Exercise objective:
Reproduce the data verbatim, from its first line down through the line containing "point(51, 23)", inclusive.

Data from a point labeling set:
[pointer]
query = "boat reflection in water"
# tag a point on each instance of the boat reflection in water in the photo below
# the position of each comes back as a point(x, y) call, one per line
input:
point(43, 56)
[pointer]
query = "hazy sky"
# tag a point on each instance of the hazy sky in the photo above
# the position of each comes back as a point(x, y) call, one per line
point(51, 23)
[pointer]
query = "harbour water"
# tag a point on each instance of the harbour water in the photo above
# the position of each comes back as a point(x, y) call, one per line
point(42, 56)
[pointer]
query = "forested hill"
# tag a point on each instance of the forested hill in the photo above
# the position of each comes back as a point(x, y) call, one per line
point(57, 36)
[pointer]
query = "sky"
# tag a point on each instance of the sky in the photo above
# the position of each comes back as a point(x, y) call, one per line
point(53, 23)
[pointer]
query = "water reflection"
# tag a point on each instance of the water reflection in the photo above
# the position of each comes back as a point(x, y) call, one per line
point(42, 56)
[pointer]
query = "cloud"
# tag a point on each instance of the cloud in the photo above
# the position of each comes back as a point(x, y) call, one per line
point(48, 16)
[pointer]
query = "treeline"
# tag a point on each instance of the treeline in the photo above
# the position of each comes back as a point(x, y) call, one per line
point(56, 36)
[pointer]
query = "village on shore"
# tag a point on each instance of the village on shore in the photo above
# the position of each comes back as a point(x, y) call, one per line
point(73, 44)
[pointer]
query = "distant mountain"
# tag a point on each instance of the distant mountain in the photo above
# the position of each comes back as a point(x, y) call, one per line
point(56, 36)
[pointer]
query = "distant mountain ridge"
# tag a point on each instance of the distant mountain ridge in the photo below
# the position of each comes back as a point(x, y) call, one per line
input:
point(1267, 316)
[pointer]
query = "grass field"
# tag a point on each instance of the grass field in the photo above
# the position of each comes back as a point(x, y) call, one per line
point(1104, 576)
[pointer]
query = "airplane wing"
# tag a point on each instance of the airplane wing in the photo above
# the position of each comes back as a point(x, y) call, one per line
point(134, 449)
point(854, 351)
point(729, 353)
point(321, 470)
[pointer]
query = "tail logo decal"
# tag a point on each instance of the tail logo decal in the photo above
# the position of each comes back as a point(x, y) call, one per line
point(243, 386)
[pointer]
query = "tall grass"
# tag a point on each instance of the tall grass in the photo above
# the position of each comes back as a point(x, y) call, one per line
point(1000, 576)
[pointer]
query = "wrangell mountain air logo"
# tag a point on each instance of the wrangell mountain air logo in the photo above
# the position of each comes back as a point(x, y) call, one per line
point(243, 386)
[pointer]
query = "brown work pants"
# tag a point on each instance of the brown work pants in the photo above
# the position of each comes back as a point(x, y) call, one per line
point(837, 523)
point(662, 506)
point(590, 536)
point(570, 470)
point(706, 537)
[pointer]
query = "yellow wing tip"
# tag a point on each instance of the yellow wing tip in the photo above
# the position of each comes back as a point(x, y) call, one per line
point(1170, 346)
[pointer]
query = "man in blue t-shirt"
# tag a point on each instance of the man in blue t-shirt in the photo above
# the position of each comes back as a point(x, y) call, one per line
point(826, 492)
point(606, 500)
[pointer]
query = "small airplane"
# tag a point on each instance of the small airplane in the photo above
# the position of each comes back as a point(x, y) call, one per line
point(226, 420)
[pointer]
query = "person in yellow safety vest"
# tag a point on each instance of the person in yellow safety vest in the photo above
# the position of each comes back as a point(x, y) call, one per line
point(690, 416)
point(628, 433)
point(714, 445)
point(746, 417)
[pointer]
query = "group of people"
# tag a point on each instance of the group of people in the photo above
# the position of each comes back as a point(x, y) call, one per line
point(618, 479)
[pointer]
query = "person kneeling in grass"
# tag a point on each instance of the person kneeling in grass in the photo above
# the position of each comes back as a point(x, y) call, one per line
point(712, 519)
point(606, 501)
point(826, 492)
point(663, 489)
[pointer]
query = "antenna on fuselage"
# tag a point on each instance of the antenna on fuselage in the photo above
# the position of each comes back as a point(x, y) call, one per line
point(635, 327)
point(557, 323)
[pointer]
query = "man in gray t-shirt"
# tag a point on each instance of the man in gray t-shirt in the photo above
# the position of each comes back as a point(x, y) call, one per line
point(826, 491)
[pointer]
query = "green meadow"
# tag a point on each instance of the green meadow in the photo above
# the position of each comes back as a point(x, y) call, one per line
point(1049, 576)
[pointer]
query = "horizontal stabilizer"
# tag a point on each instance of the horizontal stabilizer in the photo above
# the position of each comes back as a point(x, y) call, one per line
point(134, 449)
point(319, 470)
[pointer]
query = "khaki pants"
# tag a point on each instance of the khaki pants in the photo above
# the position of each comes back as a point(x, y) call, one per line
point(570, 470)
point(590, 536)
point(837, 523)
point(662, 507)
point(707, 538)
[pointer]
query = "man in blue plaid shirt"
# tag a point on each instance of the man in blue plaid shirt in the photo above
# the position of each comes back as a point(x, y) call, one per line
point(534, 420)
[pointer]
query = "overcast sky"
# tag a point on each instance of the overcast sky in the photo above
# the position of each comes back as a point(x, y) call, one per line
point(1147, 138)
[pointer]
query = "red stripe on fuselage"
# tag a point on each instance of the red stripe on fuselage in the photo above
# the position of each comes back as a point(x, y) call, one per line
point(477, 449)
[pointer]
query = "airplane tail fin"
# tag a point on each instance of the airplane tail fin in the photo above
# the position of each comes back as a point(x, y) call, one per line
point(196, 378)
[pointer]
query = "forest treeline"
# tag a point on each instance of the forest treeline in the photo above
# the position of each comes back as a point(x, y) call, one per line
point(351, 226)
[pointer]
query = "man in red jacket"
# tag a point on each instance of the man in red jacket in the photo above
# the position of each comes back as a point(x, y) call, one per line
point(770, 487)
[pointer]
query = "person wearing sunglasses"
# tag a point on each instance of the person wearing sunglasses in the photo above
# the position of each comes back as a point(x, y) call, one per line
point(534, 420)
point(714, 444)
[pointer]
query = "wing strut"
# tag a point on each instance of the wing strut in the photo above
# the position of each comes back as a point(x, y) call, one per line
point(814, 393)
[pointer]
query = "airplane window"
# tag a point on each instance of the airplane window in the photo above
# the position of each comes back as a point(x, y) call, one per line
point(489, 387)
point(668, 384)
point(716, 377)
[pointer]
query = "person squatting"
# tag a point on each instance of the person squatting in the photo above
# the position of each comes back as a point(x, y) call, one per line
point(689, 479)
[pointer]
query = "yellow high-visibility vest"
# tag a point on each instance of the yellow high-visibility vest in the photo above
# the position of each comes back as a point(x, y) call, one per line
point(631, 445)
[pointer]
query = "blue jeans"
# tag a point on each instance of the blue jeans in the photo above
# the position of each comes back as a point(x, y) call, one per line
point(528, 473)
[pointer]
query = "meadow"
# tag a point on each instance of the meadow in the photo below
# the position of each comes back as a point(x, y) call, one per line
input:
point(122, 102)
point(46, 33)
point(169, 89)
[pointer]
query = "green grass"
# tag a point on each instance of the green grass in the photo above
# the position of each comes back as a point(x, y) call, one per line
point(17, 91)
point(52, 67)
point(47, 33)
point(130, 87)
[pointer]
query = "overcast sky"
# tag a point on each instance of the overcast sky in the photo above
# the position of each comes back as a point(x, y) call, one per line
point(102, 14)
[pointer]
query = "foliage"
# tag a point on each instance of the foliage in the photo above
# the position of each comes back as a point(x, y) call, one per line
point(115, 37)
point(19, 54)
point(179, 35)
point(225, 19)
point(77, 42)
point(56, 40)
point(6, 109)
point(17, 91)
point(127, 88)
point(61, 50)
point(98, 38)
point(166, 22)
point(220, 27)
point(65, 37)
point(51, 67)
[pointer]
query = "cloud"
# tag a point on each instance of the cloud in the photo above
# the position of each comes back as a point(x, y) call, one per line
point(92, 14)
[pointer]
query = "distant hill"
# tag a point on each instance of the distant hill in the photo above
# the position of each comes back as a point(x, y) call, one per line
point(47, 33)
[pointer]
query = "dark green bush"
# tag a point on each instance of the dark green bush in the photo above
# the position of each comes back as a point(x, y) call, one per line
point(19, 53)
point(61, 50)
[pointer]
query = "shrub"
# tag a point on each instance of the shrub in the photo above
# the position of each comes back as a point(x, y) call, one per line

Output for this task:
[pointer]
query = "boat reflection in water"
# tag a point on each instance of the boat reflection in water in the photo below
# the position of each comes back as a point(x, y) call, one per line
input:
point(43, 56)
[pointer]
query = "hazy sky"
# tag a point on each instance of the hazy sky in the photo above
# the position of each comes back as a point(x, y) call, one per line
point(51, 23)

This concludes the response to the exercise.